═════ PROVIDED PASSAGE ═════

# Casting in Hickory..Mar 20th



## Hooked Up (Feb 6, 2009)

if the weather holds we will be there from 12 oclock on
704 682 9703 jeff........keep this number close by incase the gate is closed
or we choose another field close by.....questions just call me


----------



## SteveZ (Nov 30, 2006)

i'm in...


----------



## Hudak (Sep 10, 2007)

I would like to make the trip guys, but I will be in Salisbury the next weekend, gas gets a little expensive. LOL

RObert


----------



## Hooked Up (Feb 6, 2009)

i know what u mean........chuck gets a goin ima hit his field too....hope to be at it all summer agian


----------



## Tacpayne (Dec 20, 2008)

May be able to make it there a little late, not sure yet. I just know that I have to start practicing, Im close to 100' off of my PB


----------



## Mater Man (May 10, 2009)

*Knocking off the Rust*

I think I can make that one !
Inman


----------



## Hooked Up (Feb 6, 2009)

═════

■ REQUIRED TASK 1:
Report each line of the records that includes the string "lawn".
The forum thread and the records have no connection to each other.

═════ SUPPLIED DATA ═════

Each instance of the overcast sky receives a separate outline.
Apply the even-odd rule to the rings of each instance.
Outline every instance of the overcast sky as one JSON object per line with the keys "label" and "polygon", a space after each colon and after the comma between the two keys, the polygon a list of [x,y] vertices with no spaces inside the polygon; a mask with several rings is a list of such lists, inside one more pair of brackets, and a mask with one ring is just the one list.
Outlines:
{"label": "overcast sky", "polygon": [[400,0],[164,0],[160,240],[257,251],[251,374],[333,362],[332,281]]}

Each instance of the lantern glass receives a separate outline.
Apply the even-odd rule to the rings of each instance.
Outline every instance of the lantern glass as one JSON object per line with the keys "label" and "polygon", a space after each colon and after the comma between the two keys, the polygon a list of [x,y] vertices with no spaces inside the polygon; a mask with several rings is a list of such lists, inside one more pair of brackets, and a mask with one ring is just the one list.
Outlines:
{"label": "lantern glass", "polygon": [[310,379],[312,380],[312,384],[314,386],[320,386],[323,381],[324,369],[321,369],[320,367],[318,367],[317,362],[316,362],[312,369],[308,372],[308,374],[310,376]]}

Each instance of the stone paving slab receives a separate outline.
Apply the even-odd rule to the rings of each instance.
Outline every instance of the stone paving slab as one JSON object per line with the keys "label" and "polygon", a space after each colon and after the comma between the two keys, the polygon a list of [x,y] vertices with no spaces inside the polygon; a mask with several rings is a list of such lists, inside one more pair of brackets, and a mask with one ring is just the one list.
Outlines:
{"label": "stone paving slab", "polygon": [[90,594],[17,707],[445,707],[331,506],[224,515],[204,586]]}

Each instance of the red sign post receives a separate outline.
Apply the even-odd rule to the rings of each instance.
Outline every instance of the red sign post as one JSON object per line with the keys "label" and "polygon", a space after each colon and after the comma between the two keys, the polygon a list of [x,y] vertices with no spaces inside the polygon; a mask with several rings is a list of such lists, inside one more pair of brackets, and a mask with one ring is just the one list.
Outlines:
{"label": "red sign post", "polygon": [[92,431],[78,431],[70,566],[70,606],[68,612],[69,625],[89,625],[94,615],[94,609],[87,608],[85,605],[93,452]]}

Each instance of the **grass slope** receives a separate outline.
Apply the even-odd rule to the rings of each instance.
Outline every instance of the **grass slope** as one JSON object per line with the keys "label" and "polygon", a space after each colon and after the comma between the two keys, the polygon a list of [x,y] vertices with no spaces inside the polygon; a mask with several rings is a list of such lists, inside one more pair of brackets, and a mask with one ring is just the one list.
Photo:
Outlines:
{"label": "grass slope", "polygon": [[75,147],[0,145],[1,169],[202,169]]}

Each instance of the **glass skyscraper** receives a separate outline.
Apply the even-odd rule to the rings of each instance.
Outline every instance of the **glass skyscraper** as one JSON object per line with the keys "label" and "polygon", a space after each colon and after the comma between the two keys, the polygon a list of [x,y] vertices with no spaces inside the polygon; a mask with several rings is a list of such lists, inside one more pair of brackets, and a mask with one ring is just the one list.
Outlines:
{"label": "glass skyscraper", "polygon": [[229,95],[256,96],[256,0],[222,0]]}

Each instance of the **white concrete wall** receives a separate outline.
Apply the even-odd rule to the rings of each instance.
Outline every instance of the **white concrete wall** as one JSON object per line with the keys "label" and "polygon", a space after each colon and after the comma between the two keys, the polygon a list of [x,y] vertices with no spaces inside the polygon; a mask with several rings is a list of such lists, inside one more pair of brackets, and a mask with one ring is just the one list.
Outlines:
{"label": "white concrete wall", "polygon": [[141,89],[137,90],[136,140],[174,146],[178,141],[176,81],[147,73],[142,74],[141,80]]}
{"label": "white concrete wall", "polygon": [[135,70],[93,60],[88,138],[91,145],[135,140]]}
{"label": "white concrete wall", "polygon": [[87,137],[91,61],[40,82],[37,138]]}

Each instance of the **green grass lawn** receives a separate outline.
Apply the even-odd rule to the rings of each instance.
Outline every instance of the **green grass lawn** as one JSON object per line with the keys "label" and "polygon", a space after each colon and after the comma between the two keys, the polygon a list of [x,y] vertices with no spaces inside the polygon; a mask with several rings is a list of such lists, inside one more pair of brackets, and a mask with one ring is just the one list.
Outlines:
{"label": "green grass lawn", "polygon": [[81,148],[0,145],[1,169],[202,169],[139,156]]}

═════

■ REQUIRED TASK 2:
In the forum thread, where does Hudak say he will be the next weekend?

■ RIGHT ANSWER 1:
Each instance of the **green grass lawn** receives a separate outline.
Outline every instance of the **green grass lawn** as one JSON object per line with the keys "label" and "polygon", a space after each colon and after the comma between the two keys, the polygon a list of [x,y] vertices with no spaces inside the polygon; a mask with several rings is a list of such lists, inside one more pair of brackets, and a mask with one ring is just the one list.
{"label": "green grass lawn", "polygon": [[81,148],[0,145],[1,169],[202,169],[139,156]]}

■ RIGHT ANSWER 2:
In Salisbury.